Data:
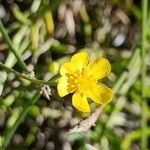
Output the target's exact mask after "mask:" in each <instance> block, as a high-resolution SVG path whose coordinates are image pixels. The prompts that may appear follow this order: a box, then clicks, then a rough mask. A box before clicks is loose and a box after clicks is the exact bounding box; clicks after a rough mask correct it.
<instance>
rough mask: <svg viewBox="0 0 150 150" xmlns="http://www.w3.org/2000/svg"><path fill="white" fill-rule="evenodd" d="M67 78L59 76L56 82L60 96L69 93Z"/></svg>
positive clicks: (59, 94)
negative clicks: (67, 88) (57, 81)
mask: <svg viewBox="0 0 150 150" xmlns="http://www.w3.org/2000/svg"><path fill="white" fill-rule="evenodd" d="M67 85H68V83H67V78H66V77H60V78H59V80H58V84H57V91H58V94H59V96H60V97H63V96H66V95H67V94H69V92H68V91H67Z"/></svg>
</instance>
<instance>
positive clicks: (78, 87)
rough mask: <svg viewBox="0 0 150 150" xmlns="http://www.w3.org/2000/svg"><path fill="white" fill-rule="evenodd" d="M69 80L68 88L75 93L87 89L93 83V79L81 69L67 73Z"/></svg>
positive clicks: (71, 92) (68, 83)
mask: <svg viewBox="0 0 150 150" xmlns="http://www.w3.org/2000/svg"><path fill="white" fill-rule="evenodd" d="M66 76H67V78H68V80H67V82H68V87H67V90H68V92H69V93H73V92H75V91H77V92H80V93H83V92H85V90H87V89H88V88H89V87H90V85H91V83H92V82H91V79H90V78H89V77H88V76H87V75H86V74H85V73H84V72H82V73H81V72H80V71H76V72H74V73H73V74H66Z"/></svg>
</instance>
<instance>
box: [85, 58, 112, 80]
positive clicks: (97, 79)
mask: <svg viewBox="0 0 150 150" xmlns="http://www.w3.org/2000/svg"><path fill="white" fill-rule="evenodd" d="M110 71H111V65H110V63H109V61H108V60H107V59H106V58H101V59H95V60H93V61H92V62H91V63H90V64H89V65H88V67H87V74H88V76H90V77H92V78H94V79H96V80H98V79H102V78H104V77H106V76H108V74H109V73H110Z"/></svg>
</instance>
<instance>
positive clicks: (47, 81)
mask: <svg viewBox="0 0 150 150" xmlns="http://www.w3.org/2000/svg"><path fill="white" fill-rule="evenodd" d="M0 67H1V68H3V69H5V70H6V71H8V72H13V73H14V74H15V75H17V76H18V77H20V78H23V79H26V80H29V81H31V82H32V83H35V84H39V85H42V84H45V85H51V86H55V83H54V82H53V81H52V79H51V80H49V81H43V80H38V79H36V78H34V77H30V76H27V75H25V74H21V73H19V72H17V71H15V70H14V69H12V68H9V67H7V66H6V65H4V64H3V63H1V62H0Z"/></svg>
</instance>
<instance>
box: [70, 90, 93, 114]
mask: <svg viewBox="0 0 150 150" xmlns="http://www.w3.org/2000/svg"><path fill="white" fill-rule="evenodd" d="M72 105H73V106H74V107H75V108H77V109H78V110H80V111H82V112H90V106H89V104H88V101H87V98H86V96H84V95H83V94H80V93H75V94H74V95H73V97H72Z"/></svg>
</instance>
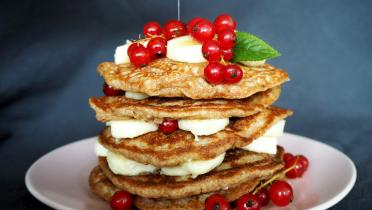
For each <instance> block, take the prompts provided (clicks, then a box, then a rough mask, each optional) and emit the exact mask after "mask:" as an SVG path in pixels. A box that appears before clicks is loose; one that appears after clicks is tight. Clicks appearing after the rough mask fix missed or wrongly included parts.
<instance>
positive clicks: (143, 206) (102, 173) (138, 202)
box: [89, 166, 262, 210]
mask: <svg viewBox="0 0 372 210" xmlns="http://www.w3.org/2000/svg"><path fill="white" fill-rule="evenodd" d="M261 181H262V180H261ZM259 183H260V179H259V178H256V179H253V180H247V181H245V182H244V183H241V184H239V185H238V186H237V187H231V188H228V189H225V190H221V191H217V192H210V193H204V194H200V195H195V196H190V197H185V198H180V199H174V200H167V199H150V198H144V197H140V196H135V198H134V205H135V206H136V207H137V208H139V209H142V210H173V209H179V210H186V209H200V210H202V209H204V203H205V200H206V199H207V198H208V196H210V195H211V194H214V193H219V194H222V195H223V196H224V197H225V199H226V200H227V201H230V202H231V201H234V200H237V199H238V198H239V197H240V196H242V195H244V194H245V193H248V192H252V191H253V190H254V189H255V187H256V186H257V185H259ZM89 186H90V188H91V190H92V191H93V193H94V194H96V195H97V196H98V197H100V198H102V199H103V200H105V201H107V202H109V201H110V199H111V197H112V195H113V194H114V193H115V192H116V191H120V189H119V188H117V187H115V185H113V184H112V183H111V181H110V180H109V179H108V178H107V177H106V176H105V174H104V173H103V171H102V170H101V168H100V167H99V166H96V167H95V168H93V169H92V171H91V173H90V176H89Z"/></svg>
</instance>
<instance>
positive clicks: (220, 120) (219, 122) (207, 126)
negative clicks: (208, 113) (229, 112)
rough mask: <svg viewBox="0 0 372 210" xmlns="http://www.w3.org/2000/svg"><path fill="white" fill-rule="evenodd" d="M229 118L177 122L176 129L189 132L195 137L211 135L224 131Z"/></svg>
mask: <svg viewBox="0 0 372 210" xmlns="http://www.w3.org/2000/svg"><path fill="white" fill-rule="evenodd" d="M228 124H229V118H223V119H209V120H179V121H178V127H179V128H180V129H182V130H185V131H190V132H191V133H192V134H194V135H195V136H203V135H211V134H215V133H217V132H218V131H221V130H223V129H225V127H226V126H227V125H228Z"/></svg>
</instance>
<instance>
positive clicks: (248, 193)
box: [236, 193, 261, 210]
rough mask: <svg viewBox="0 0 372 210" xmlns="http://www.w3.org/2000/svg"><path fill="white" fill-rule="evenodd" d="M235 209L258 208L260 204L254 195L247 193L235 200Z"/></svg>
mask: <svg viewBox="0 0 372 210" xmlns="http://www.w3.org/2000/svg"><path fill="white" fill-rule="evenodd" d="M236 207H237V210H260V209H261V205H260V202H259V201H258V198H257V196H256V195H253V194H252V193H247V194H245V195H243V196H241V197H240V198H239V199H238V201H237V202H236Z"/></svg>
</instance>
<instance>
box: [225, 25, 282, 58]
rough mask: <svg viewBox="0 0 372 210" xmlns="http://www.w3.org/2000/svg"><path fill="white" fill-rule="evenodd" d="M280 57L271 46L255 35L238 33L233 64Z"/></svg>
mask: <svg viewBox="0 0 372 210" xmlns="http://www.w3.org/2000/svg"><path fill="white" fill-rule="evenodd" d="M277 56H280V53H279V52H278V51H277V50H275V49H274V48H272V47H271V46H270V45H269V44H267V43H266V42H264V41H263V40H262V39H260V38H258V37H256V36H255V35H253V34H250V33H246V32H239V31H237V32H236V43H235V46H234V57H233V59H232V61H233V62H239V61H259V60H264V59H270V58H275V57H277Z"/></svg>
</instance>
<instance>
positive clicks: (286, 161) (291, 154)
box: [283, 153, 294, 163]
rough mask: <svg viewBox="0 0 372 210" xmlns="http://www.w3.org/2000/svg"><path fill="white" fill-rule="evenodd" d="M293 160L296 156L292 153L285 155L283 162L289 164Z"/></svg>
mask: <svg viewBox="0 0 372 210" xmlns="http://www.w3.org/2000/svg"><path fill="white" fill-rule="evenodd" d="M292 158H294V156H293V155H292V154H291V153H284V156H283V160H284V162H285V163H286V162H288V161H289V160H290V159H292Z"/></svg>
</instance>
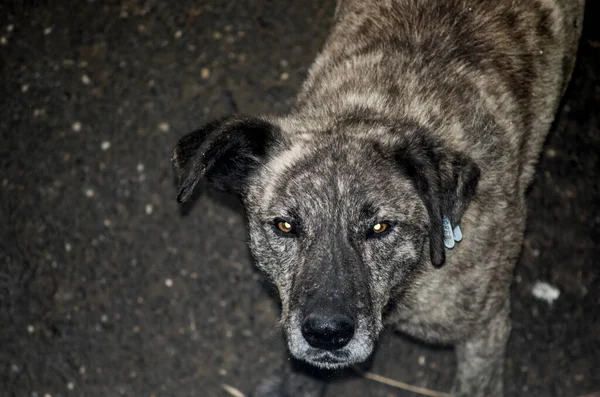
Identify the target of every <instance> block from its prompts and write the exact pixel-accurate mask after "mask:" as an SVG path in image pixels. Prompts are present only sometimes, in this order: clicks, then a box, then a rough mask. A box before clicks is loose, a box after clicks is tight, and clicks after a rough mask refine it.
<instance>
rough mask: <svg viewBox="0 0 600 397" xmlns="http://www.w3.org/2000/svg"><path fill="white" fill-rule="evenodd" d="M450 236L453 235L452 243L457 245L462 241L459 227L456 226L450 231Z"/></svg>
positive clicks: (460, 233)
mask: <svg viewBox="0 0 600 397" xmlns="http://www.w3.org/2000/svg"><path fill="white" fill-rule="evenodd" d="M452 234H454V241H456V242H457V243H458V242H459V241H460V240H462V230H460V226H458V225H456V226H455V227H454V230H452Z"/></svg>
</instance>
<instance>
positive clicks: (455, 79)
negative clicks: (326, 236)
mask: <svg viewBox="0 0 600 397" xmlns="http://www.w3.org/2000/svg"><path fill="white" fill-rule="evenodd" d="M583 3H584V1H583V0H523V1H505V0H479V1H466V0H444V1H423V0H381V1H354V0H345V1H342V2H340V4H339V5H338V11H337V13H338V22H337V24H336V25H335V28H334V29H333V31H332V34H331V36H330V37H329V39H328V41H327V43H326V45H325V47H324V49H323V51H322V52H321V54H320V56H319V57H318V58H317V60H316V61H315V63H314V65H313V66H312V68H311V71H310V76H309V78H308V79H307V81H306V82H305V84H304V87H303V90H302V92H301V93H300V95H299V97H298V102H297V106H296V112H298V113H301V114H303V115H306V114H307V113H309V114H311V117H313V118H314V119H315V120H317V121H316V122H315V123H320V124H321V125H322V124H323V123H327V122H330V121H331V119H332V118H335V117H338V116H339V115H340V114H346V113H351V112H359V111H360V112H365V111H366V112H367V113H369V114H371V115H378V116H381V117H382V118H386V119H396V120H403V121H410V122H414V123H415V124H418V125H421V126H425V127H427V128H428V129H429V130H431V131H434V132H437V133H438V134H439V135H440V136H441V139H443V140H444V141H446V142H448V143H449V144H450V145H452V146H454V147H455V148H456V149H457V150H463V151H467V152H468V153H469V155H471V156H472V157H473V158H474V159H475V160H476V161H477V162H479V163H480V166H481V167H484V168H485V167H486V166H488V167H489V168H490V169H496V170H498V175H501V174H502V173H503V172H504V171H506V170H512V169H514V167H518V169H519V172H518V173H517V174H516V175H518V178H517V180H516V181H515V182H516V183H517V184H518V186H515V188H516V189H517V190H518V191H520V192H524V189H525V187H526V186H527V183H528V182H529V180H530V179H531V177H532V174H533V166H534V165H535V160H536V159H537V157H538V154H539V151H540V149H541V145H542V143H543V141H544V138H545V135H546V133H547V131H548V129H549V127H550V124H551V123H552V120H553V118H554V114H555V112H556V109H557V106H558V103H559V100H560V97H561V96H562V93H563V92H564V90H565V87H566V85H567V83H568V81H569V77H570V75H571V71H572V68H573V64H574V61H575V55H576V49H577V41H578V38H579V35H580V31H581V26H582V19H583ZM307 118H308V117H307ZM492 131H493V136H492V135H491V134H490V132H492ZM499 133H500V134H499ZM500 152H502V153H503V155H502V156H499V153H500ZM484 171H485V170H484ZM484 183H485V182H484Z"/></svg>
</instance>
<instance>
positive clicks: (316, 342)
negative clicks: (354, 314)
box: [302, 313, 355, 350]
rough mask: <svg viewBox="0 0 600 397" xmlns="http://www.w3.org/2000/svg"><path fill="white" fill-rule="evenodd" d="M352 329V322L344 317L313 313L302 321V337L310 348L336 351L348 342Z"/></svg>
mask: <svg viewBox="0 0 600 397" xmlns="http://www.w3.org/2000/svg"><path fill="white" fill-rule="evenodd" d="M354 328H355V326H354V320H353V319H352V318H350V317H348V316H346V315H343V314H320V313H319V314H317V313H313V314H310V315H308V316H307V317H306V319H305V320H304V323H303V324H302V335H303V336H304V339H306V341H307V342H308V344H309V345H311V346H312V347H316V348H318V349H324V350H336V349H340V348H342V347H344V346H346V345H347V344H348V342H350V339H352V336H354Z"/></svg>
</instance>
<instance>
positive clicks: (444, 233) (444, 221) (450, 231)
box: [442, 216, 454, 249]
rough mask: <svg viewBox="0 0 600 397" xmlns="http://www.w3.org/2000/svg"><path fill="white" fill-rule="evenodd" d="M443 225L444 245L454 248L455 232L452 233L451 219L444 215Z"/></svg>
mask: <svg viewBox="0 0 600 397" xmlns="http://www.w3.org/2000/svg"><path fill="white" fill-rule="evenodd" d="M442 227H443V228H444V245H445V246H446V248H448V249H450V248H454V233H452V224H450V219H448V217H446V216H444V217H443V218H442Z"/></svg>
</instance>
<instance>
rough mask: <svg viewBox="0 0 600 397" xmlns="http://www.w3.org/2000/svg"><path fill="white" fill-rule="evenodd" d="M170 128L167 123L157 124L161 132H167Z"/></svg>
mask: <svg viewBox="0 0 600 397" xmlns="http://www.w3.org/2000/svg"><path fill="white" fill-rule="evenodd" d="M170 128H171V127H170V126H169V124H168V123H160V124H159V125H158V129H159V130H161V131H162V132H168V131H169V129H170Z"/></svg>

What is required: Output the lines from the one holding "225L444 245L454 248L455" to the last line of the material, inclusive, exactly as they appear. Add no others.

Solved exercise:
rough mask: <svg viewBox="0 0 600 397" xmlns="http://www.w3.org/2000/svg"><path fill="white" fill-rule="evenodd" d="M443 225L444 245L454 248L455 232L452 233L451 219L444 215Z"/></svg>
mask: <svg viewBox="0 0 600 397" xmlns="http://www.w3.org/2000/svg"><path fill="white" fill-rule="evenodd" d="M442 227H443V228H444V245H445V246H446V248H448V249H450V248H454V233H452V224H450V219H448V217H446V216H444V217H443V218H442Z"/></svg>
</instance>
<instance>
rough mask: <svg viewBox="0 0 600 397" xmlns="http://www.w3.org/2000/svg"><path fill="white" fill-rule="evenodd" d="M170 128L167 123L157 124L161 132H167Z"/></svg>
mask: <svg viewBox="0 0 600 397" xmlns="http://www.w3.org/2000/svg"><path fill="white" fill-rule="evenodd" d="M170 128H171V127H170V126H169V124H168V123H160V124H159V125H158V129H159V130H161V131H162V132H168V131H169V129H170Z"/></svg>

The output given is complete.